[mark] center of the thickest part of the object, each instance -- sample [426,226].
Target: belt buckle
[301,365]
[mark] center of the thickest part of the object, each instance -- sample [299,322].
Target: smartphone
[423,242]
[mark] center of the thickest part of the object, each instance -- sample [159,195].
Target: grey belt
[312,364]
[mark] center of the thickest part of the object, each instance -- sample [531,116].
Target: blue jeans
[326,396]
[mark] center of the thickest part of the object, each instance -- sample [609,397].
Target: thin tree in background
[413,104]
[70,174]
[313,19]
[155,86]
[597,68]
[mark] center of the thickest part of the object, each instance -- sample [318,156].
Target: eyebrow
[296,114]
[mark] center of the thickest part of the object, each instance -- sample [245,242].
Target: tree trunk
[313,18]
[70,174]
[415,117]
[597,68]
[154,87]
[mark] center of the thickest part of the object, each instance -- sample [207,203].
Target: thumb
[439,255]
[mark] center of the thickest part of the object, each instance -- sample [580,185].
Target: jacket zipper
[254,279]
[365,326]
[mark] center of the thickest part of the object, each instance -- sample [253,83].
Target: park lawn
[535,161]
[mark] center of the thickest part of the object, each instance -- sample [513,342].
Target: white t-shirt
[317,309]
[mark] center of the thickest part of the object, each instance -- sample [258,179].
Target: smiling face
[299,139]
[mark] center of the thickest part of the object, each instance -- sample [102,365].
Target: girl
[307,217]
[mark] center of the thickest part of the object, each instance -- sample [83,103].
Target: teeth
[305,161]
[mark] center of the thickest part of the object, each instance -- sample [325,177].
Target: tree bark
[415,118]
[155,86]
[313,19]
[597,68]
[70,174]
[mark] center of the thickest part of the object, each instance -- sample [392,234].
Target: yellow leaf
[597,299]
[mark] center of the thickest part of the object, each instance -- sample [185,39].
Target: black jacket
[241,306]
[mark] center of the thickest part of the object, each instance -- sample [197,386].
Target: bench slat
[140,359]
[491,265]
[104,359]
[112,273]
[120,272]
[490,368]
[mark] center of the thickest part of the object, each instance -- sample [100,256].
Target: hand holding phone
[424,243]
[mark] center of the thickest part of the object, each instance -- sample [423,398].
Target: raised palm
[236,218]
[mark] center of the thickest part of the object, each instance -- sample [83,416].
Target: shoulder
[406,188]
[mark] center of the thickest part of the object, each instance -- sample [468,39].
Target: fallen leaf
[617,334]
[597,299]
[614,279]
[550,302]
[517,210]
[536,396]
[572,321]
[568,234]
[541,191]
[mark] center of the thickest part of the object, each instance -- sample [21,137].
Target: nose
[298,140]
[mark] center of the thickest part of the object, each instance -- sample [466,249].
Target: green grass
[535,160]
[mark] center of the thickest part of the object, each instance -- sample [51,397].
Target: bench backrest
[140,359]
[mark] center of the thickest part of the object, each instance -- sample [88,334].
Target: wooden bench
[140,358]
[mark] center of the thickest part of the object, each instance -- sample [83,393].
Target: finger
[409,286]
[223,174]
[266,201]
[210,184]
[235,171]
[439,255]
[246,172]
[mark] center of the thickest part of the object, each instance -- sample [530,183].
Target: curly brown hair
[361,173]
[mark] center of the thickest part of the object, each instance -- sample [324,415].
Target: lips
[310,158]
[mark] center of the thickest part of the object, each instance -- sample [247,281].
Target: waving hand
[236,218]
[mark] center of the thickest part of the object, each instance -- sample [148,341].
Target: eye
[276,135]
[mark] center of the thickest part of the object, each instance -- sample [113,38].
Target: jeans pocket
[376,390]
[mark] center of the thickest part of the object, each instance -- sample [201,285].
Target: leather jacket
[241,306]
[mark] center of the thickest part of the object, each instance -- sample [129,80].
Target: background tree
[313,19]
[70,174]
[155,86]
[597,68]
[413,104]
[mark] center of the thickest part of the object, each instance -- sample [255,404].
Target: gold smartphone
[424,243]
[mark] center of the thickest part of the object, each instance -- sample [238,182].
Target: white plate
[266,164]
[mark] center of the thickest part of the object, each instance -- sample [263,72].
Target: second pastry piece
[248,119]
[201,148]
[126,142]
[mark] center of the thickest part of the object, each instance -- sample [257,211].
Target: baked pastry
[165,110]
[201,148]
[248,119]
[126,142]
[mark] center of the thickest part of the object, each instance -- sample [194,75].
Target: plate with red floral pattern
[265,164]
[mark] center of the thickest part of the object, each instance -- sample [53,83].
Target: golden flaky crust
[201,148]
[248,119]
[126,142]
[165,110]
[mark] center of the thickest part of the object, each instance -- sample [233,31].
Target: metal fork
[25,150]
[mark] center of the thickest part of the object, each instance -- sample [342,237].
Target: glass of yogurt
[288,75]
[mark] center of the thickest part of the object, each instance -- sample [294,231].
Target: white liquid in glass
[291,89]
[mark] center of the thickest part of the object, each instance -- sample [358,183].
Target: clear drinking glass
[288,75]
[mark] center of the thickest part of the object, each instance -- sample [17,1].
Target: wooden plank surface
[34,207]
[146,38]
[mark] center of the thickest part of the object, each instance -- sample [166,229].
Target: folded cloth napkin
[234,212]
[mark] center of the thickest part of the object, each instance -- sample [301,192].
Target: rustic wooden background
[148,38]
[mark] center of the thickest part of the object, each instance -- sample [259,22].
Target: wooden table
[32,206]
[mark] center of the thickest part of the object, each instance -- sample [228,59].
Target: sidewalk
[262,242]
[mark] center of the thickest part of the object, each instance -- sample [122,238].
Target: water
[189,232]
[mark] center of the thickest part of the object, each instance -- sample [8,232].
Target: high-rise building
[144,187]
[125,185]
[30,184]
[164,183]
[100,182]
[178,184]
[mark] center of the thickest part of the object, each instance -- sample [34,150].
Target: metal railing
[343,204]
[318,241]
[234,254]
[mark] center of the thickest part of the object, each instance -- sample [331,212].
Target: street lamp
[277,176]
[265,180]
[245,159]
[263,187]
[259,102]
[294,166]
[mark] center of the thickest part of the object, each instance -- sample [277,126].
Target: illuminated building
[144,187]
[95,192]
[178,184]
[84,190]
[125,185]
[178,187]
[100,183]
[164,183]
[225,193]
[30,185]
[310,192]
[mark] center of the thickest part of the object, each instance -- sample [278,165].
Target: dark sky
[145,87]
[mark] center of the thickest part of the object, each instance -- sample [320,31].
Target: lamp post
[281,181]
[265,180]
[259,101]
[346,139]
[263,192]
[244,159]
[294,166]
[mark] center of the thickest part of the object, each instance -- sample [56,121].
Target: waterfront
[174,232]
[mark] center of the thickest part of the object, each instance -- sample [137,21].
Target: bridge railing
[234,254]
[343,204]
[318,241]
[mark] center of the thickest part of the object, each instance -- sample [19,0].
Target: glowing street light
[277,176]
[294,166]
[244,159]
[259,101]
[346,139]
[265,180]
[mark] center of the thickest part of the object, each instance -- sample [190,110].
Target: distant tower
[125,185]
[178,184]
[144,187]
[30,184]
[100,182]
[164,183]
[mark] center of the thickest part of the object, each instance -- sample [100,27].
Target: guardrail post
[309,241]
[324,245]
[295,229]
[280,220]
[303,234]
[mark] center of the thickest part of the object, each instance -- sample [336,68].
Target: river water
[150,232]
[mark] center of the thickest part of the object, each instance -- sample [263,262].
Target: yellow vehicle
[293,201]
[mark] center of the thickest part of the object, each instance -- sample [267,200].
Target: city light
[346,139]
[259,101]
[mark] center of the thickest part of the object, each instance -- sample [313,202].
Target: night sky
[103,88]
==*==
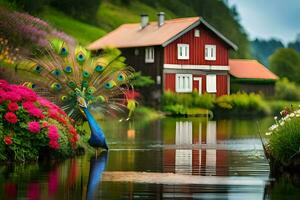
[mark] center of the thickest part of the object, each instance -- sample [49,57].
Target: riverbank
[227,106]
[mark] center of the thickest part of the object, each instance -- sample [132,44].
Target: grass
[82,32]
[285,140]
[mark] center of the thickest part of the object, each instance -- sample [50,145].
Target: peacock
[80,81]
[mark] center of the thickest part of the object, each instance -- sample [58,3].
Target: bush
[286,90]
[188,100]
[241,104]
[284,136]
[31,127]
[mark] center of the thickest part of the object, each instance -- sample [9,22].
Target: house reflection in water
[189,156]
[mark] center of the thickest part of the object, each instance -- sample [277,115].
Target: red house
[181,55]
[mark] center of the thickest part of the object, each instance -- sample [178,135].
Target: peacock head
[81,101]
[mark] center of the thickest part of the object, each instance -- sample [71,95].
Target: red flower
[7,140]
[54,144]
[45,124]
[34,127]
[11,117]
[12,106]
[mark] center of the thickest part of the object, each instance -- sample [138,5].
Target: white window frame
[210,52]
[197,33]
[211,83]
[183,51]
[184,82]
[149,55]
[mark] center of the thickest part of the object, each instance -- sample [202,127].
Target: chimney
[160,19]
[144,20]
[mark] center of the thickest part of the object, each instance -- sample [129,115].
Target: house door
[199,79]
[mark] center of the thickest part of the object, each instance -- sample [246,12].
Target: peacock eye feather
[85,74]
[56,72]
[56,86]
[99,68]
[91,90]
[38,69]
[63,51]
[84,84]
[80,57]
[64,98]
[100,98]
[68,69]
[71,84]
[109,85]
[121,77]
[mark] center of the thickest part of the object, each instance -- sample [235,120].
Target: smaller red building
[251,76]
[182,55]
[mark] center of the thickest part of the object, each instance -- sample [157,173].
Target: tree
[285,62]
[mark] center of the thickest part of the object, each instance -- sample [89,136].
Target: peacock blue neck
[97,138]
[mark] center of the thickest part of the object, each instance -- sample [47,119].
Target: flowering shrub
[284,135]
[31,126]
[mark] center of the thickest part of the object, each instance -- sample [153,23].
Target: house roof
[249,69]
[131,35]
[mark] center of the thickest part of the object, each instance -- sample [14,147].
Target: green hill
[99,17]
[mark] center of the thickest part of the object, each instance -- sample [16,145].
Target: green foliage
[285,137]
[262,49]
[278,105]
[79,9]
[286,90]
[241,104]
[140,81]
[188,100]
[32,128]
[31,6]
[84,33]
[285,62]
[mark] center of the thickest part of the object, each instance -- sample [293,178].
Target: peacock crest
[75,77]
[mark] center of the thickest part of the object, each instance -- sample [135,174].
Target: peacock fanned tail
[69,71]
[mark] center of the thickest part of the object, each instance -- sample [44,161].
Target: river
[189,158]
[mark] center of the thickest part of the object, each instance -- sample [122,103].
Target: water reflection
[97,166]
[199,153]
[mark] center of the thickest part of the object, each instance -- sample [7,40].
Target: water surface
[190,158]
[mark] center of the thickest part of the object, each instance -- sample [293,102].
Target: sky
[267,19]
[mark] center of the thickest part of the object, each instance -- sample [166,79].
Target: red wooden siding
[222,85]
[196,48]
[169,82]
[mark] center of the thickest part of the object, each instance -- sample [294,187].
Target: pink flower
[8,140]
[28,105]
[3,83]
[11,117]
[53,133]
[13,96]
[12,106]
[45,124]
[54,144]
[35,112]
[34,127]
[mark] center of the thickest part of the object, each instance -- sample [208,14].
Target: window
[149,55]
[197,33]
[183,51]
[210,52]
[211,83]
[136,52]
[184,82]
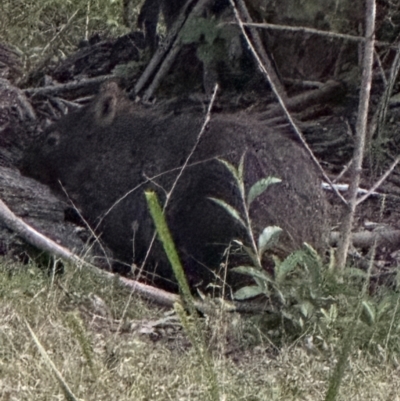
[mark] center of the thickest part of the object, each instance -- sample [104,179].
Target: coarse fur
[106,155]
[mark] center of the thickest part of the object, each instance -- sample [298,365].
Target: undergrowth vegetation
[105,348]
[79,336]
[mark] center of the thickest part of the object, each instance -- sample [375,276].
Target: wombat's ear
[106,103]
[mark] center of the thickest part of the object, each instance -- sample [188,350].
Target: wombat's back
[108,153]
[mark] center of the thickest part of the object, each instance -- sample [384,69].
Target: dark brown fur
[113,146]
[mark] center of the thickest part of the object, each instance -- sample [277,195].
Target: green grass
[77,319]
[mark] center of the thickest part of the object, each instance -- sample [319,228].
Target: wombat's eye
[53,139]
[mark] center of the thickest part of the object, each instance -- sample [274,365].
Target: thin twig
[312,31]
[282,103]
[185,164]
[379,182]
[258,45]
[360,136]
==*==
# SHORT TASK
Copy out every row above that contains the string "peacock".

# RESPONSE TO THIS EXERCISE
Target: peacock
Target: peacock head
Target: peacock eye feather
Target: peacock blue neck
Target: peacock crest
Target: peacock fanned tail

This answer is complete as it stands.